— Short exercise —
Repeat every line below exactly, word for word.

— Records supplied —
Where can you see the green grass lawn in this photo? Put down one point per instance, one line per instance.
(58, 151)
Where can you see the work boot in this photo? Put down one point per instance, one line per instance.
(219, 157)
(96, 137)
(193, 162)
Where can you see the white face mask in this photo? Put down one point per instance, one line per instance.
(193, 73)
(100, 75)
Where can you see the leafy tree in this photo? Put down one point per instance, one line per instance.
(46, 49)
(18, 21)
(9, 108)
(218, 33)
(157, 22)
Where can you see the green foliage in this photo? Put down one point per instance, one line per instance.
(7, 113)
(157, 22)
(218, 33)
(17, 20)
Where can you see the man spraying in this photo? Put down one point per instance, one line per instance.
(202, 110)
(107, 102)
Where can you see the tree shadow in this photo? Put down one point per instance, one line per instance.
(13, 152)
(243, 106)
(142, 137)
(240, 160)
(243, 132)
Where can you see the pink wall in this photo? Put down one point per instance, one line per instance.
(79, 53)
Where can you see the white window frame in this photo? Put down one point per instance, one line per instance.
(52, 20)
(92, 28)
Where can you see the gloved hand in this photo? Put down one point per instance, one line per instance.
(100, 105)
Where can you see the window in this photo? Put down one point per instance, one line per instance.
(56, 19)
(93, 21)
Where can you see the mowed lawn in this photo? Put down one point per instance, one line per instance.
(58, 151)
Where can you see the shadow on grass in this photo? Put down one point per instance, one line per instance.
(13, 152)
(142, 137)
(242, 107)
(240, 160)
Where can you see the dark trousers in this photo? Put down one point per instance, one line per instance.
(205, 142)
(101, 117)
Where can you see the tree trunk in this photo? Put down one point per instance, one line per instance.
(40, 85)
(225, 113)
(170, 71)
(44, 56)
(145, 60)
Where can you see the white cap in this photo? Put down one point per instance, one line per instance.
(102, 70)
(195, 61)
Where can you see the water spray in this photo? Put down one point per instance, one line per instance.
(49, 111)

— Exercise result —
Where can you see the green grass lawn in this photo? Put down one point per instance, one line per instance.
(58, 151)
Where can you see the work boot in this photo? Put down one point per instance, one line per instance.
(219, 157)
(96, 137)
(193, 162)
Where can you see the white face mask in this photo? Put down one point per instance, one line per instance.
(193, 73)
(100, 75)
Where can you see the leafy tree in this photo? Put down one point per instance, one line per instance.
(46, 49)
(18, 21)
(9, 108)
(218, 33)
(157, 22)
Where can you see the green foliage in this photo? Put down one point per instance, one line per instance.
(7, 113)
(157, 22)
(218, 33)
(17, 20)
Where can you see the man spraying in this photo? Put down one point per instance, one line per instance.
(202, 110)
(107, 102)
Where can you see the tree shadow in this photo? Put down one point per instance, one line per instance.
(13, 152)
(243, 106)
(142, 137)
(240, 160)
(243, 132)
Where can you see the pink wall in this photo? Put down one point per instance, one line per instance.
(79, 53)
Where can you see the white window frame in this photo? Put down one point per instance, one line per instance.
(52, 20)
(92, 28)
Where can you see the gloved hand in this photo? Put down one point per instance, one line per instance.
(100, 105)
Where can you see the window in this photo? Put down one point per instance, one line per instance.
(56, 19)
(93, 21)
Where can you see the mowed lawn in this photo? Put down one point per instance, one line per instance.
(58, 151)
Where can you see the shadow on grass in this photo? Put down one point per instance, one line per instance.
(13, 152)
(142, 137)
(242, 107)
(240, 160)
Where can you see the dark trousers in this photo? Put down one point per instance, one line per instance.
(205, 142)
(101, 117)
Where can you see the tree trunk in this photo? Put down one point per instance, one line per instance.
(40, 85)
(225, 113)
(170, 71)
(44, 56)
(145, 60)
Where can you see the white cap in this photo? Put down one point per instance, one line per instance.
(102, 70)
(195, 61)
Where can you see the water spray in this photo? Put down one point per instance, one line per instance.
(49, 111)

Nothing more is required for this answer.